* MATERIAL TO PROCESS

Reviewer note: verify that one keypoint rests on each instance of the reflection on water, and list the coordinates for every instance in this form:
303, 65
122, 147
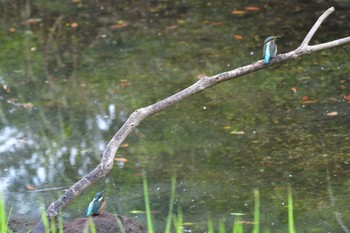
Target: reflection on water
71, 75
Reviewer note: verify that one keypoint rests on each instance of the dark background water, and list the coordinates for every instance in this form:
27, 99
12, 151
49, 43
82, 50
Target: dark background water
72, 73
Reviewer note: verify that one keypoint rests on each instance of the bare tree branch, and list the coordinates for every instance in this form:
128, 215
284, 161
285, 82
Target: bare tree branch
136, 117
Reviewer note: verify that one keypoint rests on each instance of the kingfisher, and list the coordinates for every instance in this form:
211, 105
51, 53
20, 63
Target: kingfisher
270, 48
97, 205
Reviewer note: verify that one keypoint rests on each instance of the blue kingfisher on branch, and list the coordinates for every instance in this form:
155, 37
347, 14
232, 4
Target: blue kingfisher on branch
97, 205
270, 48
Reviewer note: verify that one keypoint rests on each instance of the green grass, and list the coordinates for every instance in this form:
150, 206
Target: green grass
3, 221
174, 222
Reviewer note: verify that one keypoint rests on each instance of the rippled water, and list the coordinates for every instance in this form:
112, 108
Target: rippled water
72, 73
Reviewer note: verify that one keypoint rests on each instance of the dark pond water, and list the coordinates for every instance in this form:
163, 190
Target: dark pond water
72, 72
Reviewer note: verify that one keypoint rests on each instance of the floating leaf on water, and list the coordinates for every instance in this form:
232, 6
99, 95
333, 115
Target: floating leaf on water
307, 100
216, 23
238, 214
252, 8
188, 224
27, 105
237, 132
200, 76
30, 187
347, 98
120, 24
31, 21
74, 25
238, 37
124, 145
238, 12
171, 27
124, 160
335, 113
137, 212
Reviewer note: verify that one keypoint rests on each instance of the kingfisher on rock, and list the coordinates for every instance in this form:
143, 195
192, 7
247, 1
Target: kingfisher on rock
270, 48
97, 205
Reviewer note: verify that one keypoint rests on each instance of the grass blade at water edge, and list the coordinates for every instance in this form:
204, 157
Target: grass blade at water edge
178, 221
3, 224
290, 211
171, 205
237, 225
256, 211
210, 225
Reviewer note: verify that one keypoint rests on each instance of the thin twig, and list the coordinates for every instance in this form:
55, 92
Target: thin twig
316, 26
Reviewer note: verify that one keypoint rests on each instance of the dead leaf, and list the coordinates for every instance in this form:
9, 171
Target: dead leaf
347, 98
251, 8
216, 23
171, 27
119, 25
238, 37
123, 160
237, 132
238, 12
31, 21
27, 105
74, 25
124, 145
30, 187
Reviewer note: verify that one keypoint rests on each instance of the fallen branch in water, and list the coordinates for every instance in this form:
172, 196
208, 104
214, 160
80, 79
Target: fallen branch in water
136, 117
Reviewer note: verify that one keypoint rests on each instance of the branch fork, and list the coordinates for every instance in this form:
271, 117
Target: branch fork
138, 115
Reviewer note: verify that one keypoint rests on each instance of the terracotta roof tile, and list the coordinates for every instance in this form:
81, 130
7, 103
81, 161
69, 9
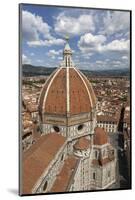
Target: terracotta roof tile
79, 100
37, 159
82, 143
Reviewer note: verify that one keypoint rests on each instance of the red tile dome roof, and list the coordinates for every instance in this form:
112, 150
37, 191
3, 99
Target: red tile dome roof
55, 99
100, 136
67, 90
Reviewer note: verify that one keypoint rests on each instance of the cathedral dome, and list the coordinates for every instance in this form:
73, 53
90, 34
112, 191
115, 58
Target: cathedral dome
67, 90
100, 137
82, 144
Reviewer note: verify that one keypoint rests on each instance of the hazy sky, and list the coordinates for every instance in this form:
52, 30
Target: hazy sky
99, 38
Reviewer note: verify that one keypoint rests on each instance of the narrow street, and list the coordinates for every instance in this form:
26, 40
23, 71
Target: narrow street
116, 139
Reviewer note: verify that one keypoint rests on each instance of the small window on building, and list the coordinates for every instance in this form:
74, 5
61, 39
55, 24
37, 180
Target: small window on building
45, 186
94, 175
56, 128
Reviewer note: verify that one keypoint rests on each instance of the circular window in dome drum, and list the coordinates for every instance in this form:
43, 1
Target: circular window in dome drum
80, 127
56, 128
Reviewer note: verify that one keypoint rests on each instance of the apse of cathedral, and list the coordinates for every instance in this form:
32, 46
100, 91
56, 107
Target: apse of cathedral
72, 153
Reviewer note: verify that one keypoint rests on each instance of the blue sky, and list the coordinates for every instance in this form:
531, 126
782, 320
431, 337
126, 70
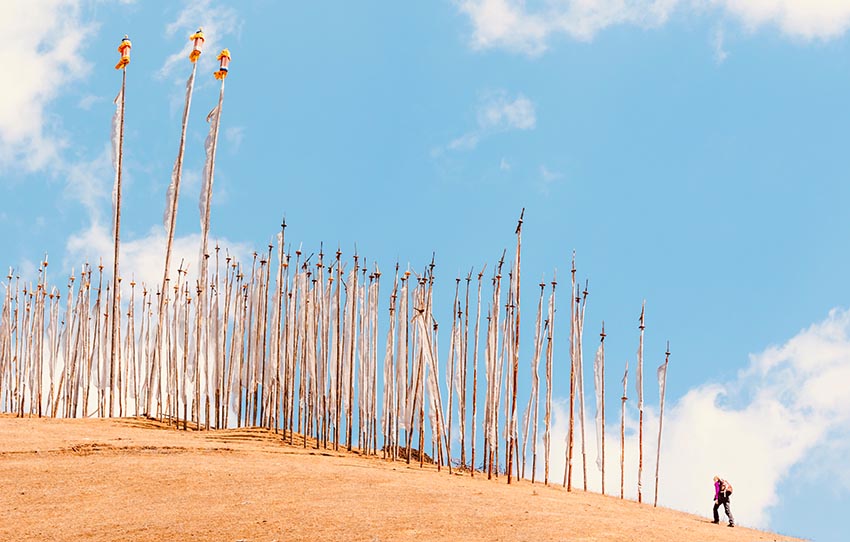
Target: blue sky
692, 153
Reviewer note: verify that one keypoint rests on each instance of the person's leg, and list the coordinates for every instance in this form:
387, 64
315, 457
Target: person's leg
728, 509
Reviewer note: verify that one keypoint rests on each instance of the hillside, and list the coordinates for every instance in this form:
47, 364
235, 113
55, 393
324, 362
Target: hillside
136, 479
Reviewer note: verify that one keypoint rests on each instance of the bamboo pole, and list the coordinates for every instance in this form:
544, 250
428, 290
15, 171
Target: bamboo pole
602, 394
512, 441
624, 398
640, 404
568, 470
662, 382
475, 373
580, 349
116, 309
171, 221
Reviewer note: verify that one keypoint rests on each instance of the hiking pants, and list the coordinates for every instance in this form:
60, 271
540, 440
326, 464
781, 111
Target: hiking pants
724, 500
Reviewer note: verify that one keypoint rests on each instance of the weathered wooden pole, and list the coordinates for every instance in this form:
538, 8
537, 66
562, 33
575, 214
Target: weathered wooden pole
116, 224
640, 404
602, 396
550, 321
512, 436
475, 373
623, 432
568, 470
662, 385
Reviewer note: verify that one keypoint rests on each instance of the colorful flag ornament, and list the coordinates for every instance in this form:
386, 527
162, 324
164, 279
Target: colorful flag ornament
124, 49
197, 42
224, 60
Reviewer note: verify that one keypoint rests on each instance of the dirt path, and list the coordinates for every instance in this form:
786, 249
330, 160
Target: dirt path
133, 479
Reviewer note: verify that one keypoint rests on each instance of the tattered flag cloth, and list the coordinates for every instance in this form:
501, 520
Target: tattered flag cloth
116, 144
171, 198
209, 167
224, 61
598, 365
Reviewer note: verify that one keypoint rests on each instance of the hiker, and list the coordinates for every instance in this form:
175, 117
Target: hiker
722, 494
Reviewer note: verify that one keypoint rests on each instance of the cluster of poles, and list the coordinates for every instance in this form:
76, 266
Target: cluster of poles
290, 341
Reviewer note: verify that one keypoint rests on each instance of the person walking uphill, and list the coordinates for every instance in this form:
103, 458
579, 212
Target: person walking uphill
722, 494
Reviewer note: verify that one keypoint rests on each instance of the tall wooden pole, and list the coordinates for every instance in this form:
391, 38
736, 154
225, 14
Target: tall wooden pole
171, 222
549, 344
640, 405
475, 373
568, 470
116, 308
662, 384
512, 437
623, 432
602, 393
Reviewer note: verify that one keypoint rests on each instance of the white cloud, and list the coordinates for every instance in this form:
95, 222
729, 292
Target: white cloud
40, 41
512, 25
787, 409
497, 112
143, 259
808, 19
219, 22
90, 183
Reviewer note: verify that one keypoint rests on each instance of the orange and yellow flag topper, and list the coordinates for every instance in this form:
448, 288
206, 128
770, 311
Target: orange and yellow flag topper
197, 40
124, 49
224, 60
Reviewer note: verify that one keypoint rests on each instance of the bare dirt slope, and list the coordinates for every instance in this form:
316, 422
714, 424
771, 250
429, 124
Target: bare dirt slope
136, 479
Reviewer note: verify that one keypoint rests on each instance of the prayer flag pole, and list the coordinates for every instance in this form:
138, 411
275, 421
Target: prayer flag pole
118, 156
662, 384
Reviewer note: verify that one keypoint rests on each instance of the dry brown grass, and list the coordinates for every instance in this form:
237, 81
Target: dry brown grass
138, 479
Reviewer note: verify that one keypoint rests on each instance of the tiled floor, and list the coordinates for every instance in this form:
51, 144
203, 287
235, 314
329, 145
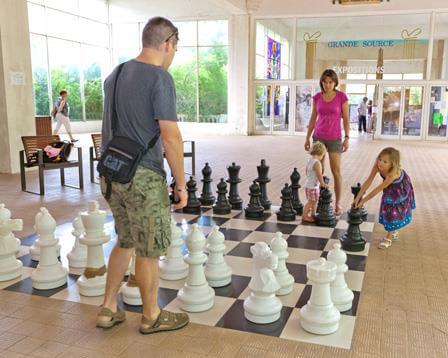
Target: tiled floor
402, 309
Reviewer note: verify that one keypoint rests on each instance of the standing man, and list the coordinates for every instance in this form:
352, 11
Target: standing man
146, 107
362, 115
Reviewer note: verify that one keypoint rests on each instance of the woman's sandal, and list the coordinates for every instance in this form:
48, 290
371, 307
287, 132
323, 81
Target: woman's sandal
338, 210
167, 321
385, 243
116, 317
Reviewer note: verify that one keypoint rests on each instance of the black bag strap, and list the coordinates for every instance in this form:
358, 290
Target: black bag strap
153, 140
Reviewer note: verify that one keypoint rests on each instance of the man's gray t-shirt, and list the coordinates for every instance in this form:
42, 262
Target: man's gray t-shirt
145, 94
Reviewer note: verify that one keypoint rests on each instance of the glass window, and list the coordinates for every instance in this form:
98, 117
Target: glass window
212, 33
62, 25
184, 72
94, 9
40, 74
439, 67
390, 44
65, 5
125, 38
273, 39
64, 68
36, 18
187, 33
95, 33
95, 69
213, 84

...

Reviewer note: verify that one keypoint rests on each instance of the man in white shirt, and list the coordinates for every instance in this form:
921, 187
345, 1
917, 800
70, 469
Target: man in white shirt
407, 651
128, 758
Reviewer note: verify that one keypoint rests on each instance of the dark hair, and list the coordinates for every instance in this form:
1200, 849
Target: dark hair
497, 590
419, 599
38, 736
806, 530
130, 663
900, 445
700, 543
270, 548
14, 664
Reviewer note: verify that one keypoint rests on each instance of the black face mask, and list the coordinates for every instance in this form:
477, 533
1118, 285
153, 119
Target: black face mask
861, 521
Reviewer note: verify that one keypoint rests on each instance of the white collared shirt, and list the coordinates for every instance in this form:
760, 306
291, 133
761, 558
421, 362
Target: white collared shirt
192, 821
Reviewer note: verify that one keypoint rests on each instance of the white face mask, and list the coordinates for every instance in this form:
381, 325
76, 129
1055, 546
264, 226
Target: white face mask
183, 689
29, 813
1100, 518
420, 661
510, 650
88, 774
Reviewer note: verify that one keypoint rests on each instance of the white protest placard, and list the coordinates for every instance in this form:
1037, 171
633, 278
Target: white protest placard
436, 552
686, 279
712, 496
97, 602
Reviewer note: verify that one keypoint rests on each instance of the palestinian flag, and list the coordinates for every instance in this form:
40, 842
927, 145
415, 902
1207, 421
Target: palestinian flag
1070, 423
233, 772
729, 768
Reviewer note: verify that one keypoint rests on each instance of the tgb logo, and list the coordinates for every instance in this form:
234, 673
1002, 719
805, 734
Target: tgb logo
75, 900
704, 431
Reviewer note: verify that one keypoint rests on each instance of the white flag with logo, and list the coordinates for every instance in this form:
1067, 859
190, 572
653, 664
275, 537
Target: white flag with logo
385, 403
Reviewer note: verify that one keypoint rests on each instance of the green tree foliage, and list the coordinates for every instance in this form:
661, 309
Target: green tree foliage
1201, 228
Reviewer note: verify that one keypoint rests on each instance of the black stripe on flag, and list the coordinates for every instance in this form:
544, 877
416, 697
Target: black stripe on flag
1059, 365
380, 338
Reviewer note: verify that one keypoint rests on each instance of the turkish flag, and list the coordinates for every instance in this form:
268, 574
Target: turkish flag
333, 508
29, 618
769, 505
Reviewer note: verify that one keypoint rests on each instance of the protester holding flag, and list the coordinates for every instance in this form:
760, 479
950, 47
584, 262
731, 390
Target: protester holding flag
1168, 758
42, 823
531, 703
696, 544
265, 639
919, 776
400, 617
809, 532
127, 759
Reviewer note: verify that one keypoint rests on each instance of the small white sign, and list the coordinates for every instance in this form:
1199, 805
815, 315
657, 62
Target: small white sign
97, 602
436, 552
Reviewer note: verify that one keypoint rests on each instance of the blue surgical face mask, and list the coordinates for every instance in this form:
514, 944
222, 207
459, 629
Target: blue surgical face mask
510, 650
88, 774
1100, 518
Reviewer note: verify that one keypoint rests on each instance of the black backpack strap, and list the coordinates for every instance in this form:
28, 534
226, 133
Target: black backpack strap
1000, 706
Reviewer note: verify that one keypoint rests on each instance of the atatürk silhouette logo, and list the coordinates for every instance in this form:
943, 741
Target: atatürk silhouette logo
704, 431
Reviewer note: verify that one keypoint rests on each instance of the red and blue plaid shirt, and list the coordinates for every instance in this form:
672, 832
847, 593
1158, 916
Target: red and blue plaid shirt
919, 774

...

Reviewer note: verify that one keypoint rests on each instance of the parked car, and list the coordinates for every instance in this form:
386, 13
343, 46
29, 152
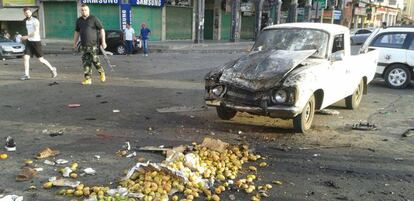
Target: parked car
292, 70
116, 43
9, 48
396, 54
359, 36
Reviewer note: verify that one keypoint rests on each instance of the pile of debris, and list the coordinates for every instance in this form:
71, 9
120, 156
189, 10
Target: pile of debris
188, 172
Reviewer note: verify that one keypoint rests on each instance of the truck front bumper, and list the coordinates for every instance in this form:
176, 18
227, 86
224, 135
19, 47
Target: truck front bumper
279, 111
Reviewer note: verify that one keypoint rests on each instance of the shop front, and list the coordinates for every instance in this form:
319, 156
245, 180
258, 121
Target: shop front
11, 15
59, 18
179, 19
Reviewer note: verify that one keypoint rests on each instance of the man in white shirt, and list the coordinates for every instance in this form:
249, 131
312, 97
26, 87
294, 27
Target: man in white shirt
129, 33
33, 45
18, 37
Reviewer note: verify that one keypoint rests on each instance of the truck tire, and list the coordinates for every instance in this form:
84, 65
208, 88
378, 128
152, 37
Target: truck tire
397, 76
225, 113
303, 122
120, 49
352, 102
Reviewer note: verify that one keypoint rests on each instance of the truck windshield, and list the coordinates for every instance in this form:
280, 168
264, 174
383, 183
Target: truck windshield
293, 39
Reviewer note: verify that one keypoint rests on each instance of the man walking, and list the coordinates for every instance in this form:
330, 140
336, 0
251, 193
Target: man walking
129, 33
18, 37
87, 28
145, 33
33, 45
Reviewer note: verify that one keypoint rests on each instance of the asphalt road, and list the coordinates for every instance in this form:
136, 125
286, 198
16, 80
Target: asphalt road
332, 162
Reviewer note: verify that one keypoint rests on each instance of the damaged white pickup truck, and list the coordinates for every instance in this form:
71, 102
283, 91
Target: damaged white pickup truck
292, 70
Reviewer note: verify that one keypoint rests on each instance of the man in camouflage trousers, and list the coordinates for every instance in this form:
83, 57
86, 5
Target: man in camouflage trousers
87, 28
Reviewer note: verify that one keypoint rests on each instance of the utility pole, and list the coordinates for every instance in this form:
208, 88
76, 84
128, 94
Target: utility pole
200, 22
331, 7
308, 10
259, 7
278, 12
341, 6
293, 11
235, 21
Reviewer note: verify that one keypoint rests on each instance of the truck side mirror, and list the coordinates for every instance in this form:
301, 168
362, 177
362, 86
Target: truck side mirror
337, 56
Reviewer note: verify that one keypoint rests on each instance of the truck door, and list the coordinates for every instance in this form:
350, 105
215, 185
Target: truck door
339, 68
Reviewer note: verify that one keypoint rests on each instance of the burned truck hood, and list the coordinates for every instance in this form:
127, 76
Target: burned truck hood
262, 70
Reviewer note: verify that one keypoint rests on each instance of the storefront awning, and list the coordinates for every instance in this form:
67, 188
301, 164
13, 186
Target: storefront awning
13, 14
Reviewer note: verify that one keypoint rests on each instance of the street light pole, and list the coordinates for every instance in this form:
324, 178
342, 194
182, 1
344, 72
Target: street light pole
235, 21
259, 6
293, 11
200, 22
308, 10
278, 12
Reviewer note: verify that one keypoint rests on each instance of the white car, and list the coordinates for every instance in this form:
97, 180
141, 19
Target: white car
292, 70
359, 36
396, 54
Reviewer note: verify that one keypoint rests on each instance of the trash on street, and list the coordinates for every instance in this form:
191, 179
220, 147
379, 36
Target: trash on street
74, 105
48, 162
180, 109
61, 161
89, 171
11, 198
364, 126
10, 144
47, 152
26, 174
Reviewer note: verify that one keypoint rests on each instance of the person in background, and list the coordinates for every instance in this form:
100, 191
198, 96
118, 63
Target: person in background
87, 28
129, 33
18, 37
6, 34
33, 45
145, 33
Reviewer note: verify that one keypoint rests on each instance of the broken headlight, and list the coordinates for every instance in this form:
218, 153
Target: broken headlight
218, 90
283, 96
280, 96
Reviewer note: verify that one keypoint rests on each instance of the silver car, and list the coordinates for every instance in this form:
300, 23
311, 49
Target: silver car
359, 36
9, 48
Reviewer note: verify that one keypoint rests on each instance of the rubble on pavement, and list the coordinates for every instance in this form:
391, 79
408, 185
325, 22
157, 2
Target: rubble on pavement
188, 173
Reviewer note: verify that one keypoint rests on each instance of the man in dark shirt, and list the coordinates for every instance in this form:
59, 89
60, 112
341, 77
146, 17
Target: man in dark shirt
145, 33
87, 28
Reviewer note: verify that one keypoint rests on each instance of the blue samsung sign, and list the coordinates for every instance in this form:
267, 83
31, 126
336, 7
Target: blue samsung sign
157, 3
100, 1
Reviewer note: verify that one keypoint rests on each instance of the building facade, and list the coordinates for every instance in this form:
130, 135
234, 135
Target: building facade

* OBJECTIVE
Change every "keypoint" to "marker" in the lines from the line with "the person in" to the line with "Target: building facade", and give those lines back with nothing else altered.

* COMPLETED EXERCISE
Reviewer note: verify that one marker rests on each instance of the person in background, and list the coordinates for every instance in this form:
100, 191
198, 96
118, 63
Target: person in background
87, 28
129, 33
18, 37
6, 34
33, 45
145, 33
Reviewer note: verify that one marker rests on each instance of the broken headlight, and list the coordinates for every instance in this form:
218, 153
Target: broken headlight
218, 90
283, 96
280, 96
Reviewer note: verify that one marker rests on each instance of the silver car, and list the coordinates for every instance in this form:
300, 23
311, 49
Target: silver car
359, 36
9, 48
Reviewer note: verify that one marker rests on each instance of the rubble on pavement, and list the coordinates for every instance in this form:
391, 79
408, 185
325, 22
157, 2
Target: rubble on pavement
188, 173
Reviewer note: verify that one marker rests on each instance of the man in dark shirt, and list the coordinates for every instance in this form:
59, 89
60, 112
341, 77
146, 17
Target: man in dark shirt
145, 33
87, 28
Reviewer note: verify that one marker rests on each instance of the blue samsung sign, and list the coordinates for every instance in this form:
267, 83
31, 126
336, 7
Target: blue samsung sign
157, 3
100, 1
Reviewer note: verify that one marker rests on each instance of the building facade, and list the coordinates for every instance in this form:
130, 135
234, 135
Target: building facade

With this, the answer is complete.